WHAT TO WORK ON -
a – Which kernel version is the scsi_execute_async() patch post made against?
b – Count the lines in the rows that contain the string "hair", matching case exactly, and give only that number.

TEXT SECTION -
Re: [PATCH v2]: New implementation of scsi_execute_async()

From: Vladislav Bolkhovitin
Date: Thu Jul 16 2009 - 14:14:58 EST


Boaz Harrosh, on 07/15/2009 01:07 PM wrote:
On 07/14/2009 07:17 PM, Vladislav Bolkhovitin wrote:
This patch reimplements scsi_execute_async(). In the new version it's a lot less
hackish and also has additional features. Namely:

1. Possibility to insert commands both in tail and in head of the queue.

2. Possibility to explicitly specify if the last SG element has space for padding.

This patch based on the previous patches posted by Tejun Heo. Comparing to them
it has the following improvements:

1. It uses BIOs chaining instead of kmalloc()ing the whole bio.

2. It uses SGs chaining instead of kmalloc()ing one big SG in case if direct
mapping failed (e.g. because of DMA alignment or padding).

3. If direct mapping failed, if possible, it copies only the last SG element,
not the whole SG.

4. When needed, copy_page() is used instead of memcpy() to copy the whole pages.

Also this patch adds and exports functions sg_copy() and sg_copy_elem(), which
cop one SG to another and one SG element to another respectively.

At the moment SCST is the only user of this functionality. It needs it, because
its target drivers, which are, basically, SCSI drivers, can deal only with SGs,
not with BIOs. But, according the latest discussions, there are other potential
users for of this functionality, so I'm sending this patch in a hope that it will be
also useful for them and eventually will be merged in the mainline kernel.

This patch requires previously sent patch with subject "[PATCH]: Rename REQ_COPY_USER
to more descriptive REQ_HAS_TAIL_SPACE_FOR_PADDING".

It's against 2.6.30.1, but if necessary, I can update it to any necessary
kernel version.

Signed-off-by: Vladislav Bolkhovitin <vst@xxxxxxxx>

block/blk-map.c | 408 ++++++++++++++++++++++++++++++++++++++++++++
drivers/scsi/scsi_lib.c | 108 +++++++++++
include/linux/blkdev.h | 3 include/linux/scatterlist.h | 7 include/scsi/scsi_device.h | 11 +
lib/scatterlist.c | 147 +++++++++++++++
6 files changed, 683 insertions(+), 1 deletion(-)

diff -upkr linux-2.6.30.1/block/blk-map.c linux-2.6.30.1/block/blk-map.c
--- linux-2.6.30.1/block/blk-map.c 2009-07-10 21:13:25.000000000 +0400
+++ linux-2.6.30.1/block/blk-map.c 2009-07-14 19:24:36.000000000 +0400
@@ -5,6 +5,7 @@
#include <linux/module.h>
#include <linux/bio.h>
#include <linux/blkdev.h>
+#include <linux/scatterlist.h>
#include <scsi/sg.h> /* for struct sg_iovec */
#include "blk.h"
@@ -272,6 +273,413 @@ int blk_rq_unmap_user(struct bio *bio)
}
EXPORT_SYMBOL(blk_rq_unmap_user);
+struct blk_kern_sg_hdr {
+ struct scatterlist *orig_sgp;
+ union {
+ struct sg_table new_sg_table;
+ struct scatterlist *saved_sg;
+ };

There is a struct scatterlist * inside struct sg_table
just use that. No need for a union. (It's not like your saving
space). In the tail case nents == 1.

MATERIAL SHOWN -
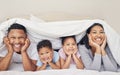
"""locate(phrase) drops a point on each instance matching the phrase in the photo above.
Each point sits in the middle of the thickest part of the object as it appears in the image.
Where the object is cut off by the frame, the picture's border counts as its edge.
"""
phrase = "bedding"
(52, 31)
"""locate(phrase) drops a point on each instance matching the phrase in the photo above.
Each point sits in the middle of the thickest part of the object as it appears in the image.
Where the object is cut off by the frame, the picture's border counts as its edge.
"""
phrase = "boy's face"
(17, 39)
(70, 45)
(97, 34)
(45, 54)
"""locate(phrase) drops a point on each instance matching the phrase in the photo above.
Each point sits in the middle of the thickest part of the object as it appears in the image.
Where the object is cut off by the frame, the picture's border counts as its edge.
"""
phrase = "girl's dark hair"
(17, 26)
(64, 38)
(85, 40)
(44, 43)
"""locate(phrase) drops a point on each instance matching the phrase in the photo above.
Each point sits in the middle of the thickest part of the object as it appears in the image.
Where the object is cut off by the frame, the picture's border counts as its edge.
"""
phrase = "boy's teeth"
(17, 45)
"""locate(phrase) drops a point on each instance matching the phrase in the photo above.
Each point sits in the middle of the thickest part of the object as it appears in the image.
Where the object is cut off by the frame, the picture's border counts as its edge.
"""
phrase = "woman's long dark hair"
(85, 40)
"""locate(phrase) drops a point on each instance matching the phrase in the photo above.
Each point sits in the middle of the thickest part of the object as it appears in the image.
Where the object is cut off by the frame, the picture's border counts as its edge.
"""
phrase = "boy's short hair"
(64, 38)
(17, 26)
(44, 43)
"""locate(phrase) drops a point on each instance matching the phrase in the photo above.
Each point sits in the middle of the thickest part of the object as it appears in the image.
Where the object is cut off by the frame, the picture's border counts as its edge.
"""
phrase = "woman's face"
(45, 53)
(97, 34)
(70, 45)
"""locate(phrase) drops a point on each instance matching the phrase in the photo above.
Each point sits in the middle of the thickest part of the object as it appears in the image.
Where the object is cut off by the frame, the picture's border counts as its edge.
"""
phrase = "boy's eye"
(41, 54)
(73, 44)
(102, 32)
(94, 32)
(67, 44)
(47, 52)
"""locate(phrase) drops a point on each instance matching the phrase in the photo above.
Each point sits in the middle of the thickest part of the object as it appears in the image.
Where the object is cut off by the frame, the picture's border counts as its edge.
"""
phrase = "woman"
(94, 50)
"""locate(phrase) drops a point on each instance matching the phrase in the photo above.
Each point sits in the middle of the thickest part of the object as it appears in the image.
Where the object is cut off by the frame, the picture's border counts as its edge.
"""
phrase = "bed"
(74, 27)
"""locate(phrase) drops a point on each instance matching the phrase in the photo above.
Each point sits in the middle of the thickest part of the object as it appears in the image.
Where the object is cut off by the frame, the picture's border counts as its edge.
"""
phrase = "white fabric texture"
(54, 30)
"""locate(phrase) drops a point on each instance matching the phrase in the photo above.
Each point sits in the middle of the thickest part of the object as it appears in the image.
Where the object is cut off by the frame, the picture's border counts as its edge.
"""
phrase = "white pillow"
(35, 19)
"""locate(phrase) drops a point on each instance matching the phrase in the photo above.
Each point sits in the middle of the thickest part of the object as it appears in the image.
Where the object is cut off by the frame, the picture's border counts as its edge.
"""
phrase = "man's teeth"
(98, 39)
(17, 45)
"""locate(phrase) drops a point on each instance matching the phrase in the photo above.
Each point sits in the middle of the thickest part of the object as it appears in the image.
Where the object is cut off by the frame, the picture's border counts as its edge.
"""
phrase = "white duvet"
(53, 30)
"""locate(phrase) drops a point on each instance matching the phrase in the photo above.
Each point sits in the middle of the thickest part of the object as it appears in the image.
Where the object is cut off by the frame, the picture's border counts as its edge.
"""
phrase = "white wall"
(109, 10)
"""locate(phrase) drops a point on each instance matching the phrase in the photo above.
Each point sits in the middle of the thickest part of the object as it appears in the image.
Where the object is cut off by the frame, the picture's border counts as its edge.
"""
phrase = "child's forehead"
(45, 49)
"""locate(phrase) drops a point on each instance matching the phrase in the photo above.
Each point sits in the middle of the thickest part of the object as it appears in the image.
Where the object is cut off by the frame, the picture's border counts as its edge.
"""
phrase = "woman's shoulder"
(82, 48)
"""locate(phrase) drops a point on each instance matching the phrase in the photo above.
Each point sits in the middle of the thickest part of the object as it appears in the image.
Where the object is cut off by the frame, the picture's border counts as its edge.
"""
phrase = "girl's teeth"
(17, 45)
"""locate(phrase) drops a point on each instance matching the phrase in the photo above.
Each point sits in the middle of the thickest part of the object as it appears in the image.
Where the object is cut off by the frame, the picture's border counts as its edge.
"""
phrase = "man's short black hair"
(64, 38)
(44, 43)
(17, 26)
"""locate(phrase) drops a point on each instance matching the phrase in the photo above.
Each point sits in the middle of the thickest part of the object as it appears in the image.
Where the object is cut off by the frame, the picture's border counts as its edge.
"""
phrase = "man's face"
(17, 39)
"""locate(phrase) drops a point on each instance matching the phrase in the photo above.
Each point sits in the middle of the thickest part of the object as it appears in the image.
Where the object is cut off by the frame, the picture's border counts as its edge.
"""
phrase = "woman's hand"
(91, 43)
(104, 43)
(26, 45)
(8, 45)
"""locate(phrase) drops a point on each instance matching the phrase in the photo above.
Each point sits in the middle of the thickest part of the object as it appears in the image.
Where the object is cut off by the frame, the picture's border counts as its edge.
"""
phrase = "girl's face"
(69, 44)
(45, 53)
(17, 39)
(97, 34)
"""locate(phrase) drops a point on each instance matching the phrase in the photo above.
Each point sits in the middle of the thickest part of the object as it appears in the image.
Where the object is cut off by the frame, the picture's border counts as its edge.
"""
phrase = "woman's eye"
(94, 32)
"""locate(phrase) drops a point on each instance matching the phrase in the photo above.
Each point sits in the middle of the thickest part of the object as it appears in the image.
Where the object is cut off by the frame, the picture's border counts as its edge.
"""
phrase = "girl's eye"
(94, 32)
(67, 44)
(102, 32)
(41, 54)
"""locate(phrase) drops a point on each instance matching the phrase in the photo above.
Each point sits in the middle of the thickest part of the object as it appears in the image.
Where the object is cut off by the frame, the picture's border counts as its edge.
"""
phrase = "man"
(18, 49)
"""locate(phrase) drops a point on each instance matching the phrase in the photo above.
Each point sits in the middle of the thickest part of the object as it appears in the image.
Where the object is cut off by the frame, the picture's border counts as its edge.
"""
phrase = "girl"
(95, 53)
(69, 53)
(47, 57)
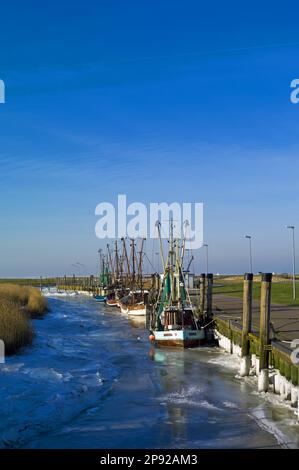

SOLUTIONS TO THE EXERCISE -
a – 2.6.30.1

b – 4